━━━ RECORD EXCERPTS ━━━
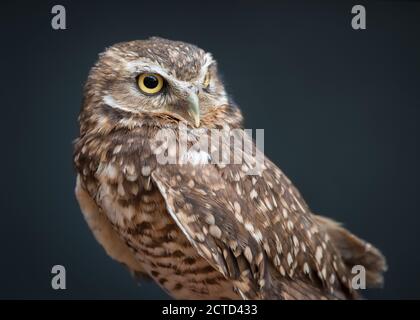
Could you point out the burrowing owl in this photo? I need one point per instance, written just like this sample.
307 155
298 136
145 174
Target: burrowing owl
199 229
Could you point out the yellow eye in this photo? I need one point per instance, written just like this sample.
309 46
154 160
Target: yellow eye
206 81
150 83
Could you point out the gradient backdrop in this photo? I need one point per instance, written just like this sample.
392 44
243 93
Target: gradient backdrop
340 109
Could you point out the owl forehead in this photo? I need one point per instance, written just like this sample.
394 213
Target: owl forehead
179 59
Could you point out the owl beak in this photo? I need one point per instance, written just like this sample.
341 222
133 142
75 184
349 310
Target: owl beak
194 108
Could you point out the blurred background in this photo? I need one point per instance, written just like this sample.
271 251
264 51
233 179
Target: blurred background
340 109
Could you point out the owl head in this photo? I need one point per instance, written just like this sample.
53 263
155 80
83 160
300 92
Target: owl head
159 80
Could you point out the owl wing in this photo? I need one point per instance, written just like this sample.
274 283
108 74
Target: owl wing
259 232
104 233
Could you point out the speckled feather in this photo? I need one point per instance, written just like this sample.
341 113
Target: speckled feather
206 230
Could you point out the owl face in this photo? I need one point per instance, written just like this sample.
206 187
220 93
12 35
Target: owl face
157 77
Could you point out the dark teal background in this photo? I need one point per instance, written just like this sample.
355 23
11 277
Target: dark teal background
340 109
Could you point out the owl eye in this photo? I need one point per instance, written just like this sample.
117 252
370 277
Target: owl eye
150 83
206 81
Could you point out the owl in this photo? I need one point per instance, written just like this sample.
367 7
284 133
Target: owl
━━━
== WHAT YOU NEED TO DO ==
Please rewrite every line of the entries above as a numbered list, skipping blank lines and leaving out the pictures.

== SOLUTION FOR THIS PROBLEM ==
1. Could you point out the burrowing owl in this photo? I need one point per instance, written just like this sample.
2. 307 155
3. 298 136
4. 145 174
5. Target: burrowing owl
6. 199 229
7. Could you point out the yellow eye in this photo? I need one point per instance, written just like this sample.
8. 309 46
9. 154 160
10. Target: yellow eye
11. 206 81
12. 150 83
13. Could you point out the gradient backdrop in this photo? I need one point per instance, written just like this sample.
14. 392 44
15. 243 93
16. Target: gradient backdrop
17. 340 109
18. Could you point out the owl forehead in this photo? I need one point per instance, written just like this sample.
19. 394 213
20. Target: owl forehead
21. 179 59
22. Could you point out the owl beak in this photo? I need one point per instance, written just like this sample.
23. 341 222
24. 133 142
25. 75 184
26. 349 310
27. Target: owl beak
28. 194 108
29. Could you point out the blurred background in this photo? I need one point per instance, written just like this sample.
30. 271 251
31. 264 51
32. 233 179
33. Target: blurred background
34. 340 109
35. Could you point out the owl head in this photo? I need one point per instance, written just like this sample.
36. 53 263
37. 155 80
38. 83 160
39. 300 92
40. Target: owl head
41. 159 80
42. Could you point out the owl wing in this photo? I need one point per instance, written just like this sample.
43. 274 283
44. 108 74
45. Target: owl wing
46. 259 232
47. 104 233
48. Could you point out the speckled feather in this photo? I need one point per instance, written just like this sample.
49. 341 113
50. Target: speckled feather
51. 206 230
52. Could you point out the owl face in this photo? I need one point per instance, written just like this sample.
53. 206 187
54. 220 93
55. 12 35
56. Target: owl face
57. 157 77
58. Could you point out the dark teal background in this photo? I need one point per instance, written just like this sample.
59. 355 23
60. 11 277
61. Target: dark teal background
62. 340 109
63. Could you point out the owl eye in this photo? I need one point per instance, written just like this sample.
64. 117 252
65. 370 277
66. Target: owl eye
67. 150 83
68. 206 81
69. Could you point out the owl in this photo? I need one point per instance, written just like this sample.
70. 367 7
71. 284 133
72. Target: owl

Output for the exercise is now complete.